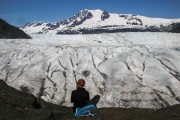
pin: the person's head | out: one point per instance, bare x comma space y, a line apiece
80, 83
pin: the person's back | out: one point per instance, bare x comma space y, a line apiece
79, 97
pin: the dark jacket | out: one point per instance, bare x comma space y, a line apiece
80, 98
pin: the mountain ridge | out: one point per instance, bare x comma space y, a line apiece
98, 21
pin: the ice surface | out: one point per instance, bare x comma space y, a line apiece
125, 69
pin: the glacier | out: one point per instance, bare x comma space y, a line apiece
126, 69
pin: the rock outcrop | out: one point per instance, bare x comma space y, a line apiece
8, 31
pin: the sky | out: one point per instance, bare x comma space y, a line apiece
19, 12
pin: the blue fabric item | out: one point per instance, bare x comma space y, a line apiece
86, 111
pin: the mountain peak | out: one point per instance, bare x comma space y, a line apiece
99, 21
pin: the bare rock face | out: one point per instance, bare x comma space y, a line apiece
10, 32
105, 15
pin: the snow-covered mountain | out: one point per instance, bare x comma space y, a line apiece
98, 21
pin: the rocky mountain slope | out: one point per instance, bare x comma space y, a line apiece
11, 32
98, 21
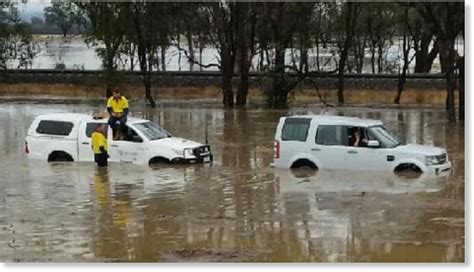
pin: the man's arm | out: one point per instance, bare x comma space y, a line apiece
109, 109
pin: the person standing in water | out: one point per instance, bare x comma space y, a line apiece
99, 145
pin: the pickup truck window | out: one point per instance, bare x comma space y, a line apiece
152, 131
59, 128
385, 137
90, 127
331, 135
295, 129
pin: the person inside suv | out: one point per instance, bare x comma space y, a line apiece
358, 137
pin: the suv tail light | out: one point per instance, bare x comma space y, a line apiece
276, 150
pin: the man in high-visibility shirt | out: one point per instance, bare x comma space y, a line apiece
99, 145
117, 106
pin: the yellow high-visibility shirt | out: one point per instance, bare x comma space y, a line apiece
117, 105
97, 140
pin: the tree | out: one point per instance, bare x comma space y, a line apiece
63, 14
16, 42
149, 31
247, 21
404, 21
446, 21
423, 37
347, 23
108, 22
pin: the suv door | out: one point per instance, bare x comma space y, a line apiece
331, 146
85, 149
363, 157
294, 136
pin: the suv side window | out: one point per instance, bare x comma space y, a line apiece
331, 135
59, 128
90, 127
295, 129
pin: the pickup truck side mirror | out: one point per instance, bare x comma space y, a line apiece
373, 143
137, 139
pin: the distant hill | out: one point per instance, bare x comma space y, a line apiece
33, 9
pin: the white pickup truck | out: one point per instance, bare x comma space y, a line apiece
66, 137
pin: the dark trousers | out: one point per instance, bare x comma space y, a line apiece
123, 127
101, 159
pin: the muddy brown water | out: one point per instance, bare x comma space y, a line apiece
237, 210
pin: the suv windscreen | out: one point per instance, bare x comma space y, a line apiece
295, 129
54, 127
385, 137
331, 135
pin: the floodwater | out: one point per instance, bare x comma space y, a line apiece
74, 53
238, 209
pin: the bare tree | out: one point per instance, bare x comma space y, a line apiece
446, 20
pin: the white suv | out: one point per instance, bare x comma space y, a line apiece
327, 142
67, 137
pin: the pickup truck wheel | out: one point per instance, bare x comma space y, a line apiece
158, 160
409, 170
304, 163
58, 156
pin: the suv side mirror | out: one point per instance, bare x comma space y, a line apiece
137, 139
373, 143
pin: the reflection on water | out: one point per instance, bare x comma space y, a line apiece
238, 209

◆ **SET TASK**
Reproduce all of the entries above word for word, omitting the pictures.

◆ **ANSWER FOR THE TASK**
pin: the person's head | out: one point per instance, bare x comma space y, a line apiece
80, 83
pin: the person's back | out: one point per instance, bare x comma space y, a line apiece
79, 97
pin: the dark jacket | out: one point per instance, bare x comma space y, a line apiece
80, 98
pin: the mountain ridge | out: one point per instance, bare x comma space y, a line apiece
98, 21
pin: the ice surface | out: one point per instance, bare x comma space y, a line apiece
125, 69
pin: the glacier | out: one point per instance, bare x comma space y, a line apiece
126, 69
pin: the rock outcrop | out: one point per instance, bare x comma space y, a line apiece
8, 31
pin: the sky | out: one point per instance, bare x comma space y, a line apiece
19, 12
pin: the blue fabric item | out: one point per instance, bare x comma space y, a line apiece
86, 111
pin: the mountain peak | out: one point per instance, bare x comma space y, a line apiece
99, 21
pin: the bare rock face | out: one point per instance, bare x comma space y, a line apiece
10, 32
105, 15
pin: the snow-covered mountain | out: one point per instance, bare x comma space y, a line apiece
98, 21
pin: the rocky mountain slope | out: one point per instance, bare x comma space y, a line apiece
11, 32
98, 21
pin: the man's arm | out: one point per instance, bare x comma space y, a line apiece
109, 109
pin: the person standing in water | out: one point per instance, bare x comma space y, a line apiece
99, 145
pin: the pickup truck window | out: one point per instance, bare x comma space y, a line apiece
152, 131
59, 128
385, 137
90, 127
331, 135
295, 129
pin: the person inside suv | out: one point per instance, bare x comma space y, a line apiece
358, 137
pin: the suv tail light | out: one point per instance, bare x comma space y, a line apiece
276, 150
pin: the man in high-visibility shirt | out: one point per instance, bare x comma space y, a line apiece
99, 145
117, 106
pin: the yellow high-visibility shirt | out: one point per instance, bare x comma space y, a line apiece
117, 105
97, 140
pin: the tree | out: one point per instance, bare x comma space y, a line apiece
63, 14
16, 42
149, 31
247, 21
404, 21
446, 21
423, 37
347, 23
108, 22
pin: the suv door | out: one point per instance, bare x comma space y, a line apiece
331, 146
85, 149
363, 157
294, 136
pin: the suv side window | out: one point per instance, bare x comma space y, a line apiece
331, 135
59, 128
90, 127
295, 129
pin: the pickup truck side mirror | out: one point per instance, bare x comma space y, a line apiece
373, 143
137, 139
pin: the distant hill | out: one point per instance, bare x comma space y, a line apiece
33, 9
pin: the white pickup truck | out: one point per instance, bare x comma space y, a line apiece
66, 137
pin: the dark trousers | out: one point per instance, bare x comma space y, a line apiece
123, 127
101, 159
pin: the muddy brown water | out: one point per instance, bare x comma space y, a line apiece
237, 210
pin: the suv windscreen | out: one point per instance, bare x comma space y, a line apiece
295, 129
54, 127
385, 137
331, 135
pin: the floodwater | out: one point per instance, bare x comma space y, a line apiece
74, 53
238, 209
pin: the bare tree | out: one point per instance, bare x comma space y, a line apiece
446, 20
pin: the white suv | out: one point per instance, bare x comma space y, a line apiece
327, 142
67, 137
pin: the pickup truck wheel | out: one point per instance, bare x comma space y, a line apiece
158, 160
409, 170
304, 163
58, 156
pin: the suv side mirror | out: one point per instance, bare x comma space y, a line apiece
137, 139
373, 143
pin: the reflection on water | out: one point per instance, bare x comma space y, a line apiece
238, 209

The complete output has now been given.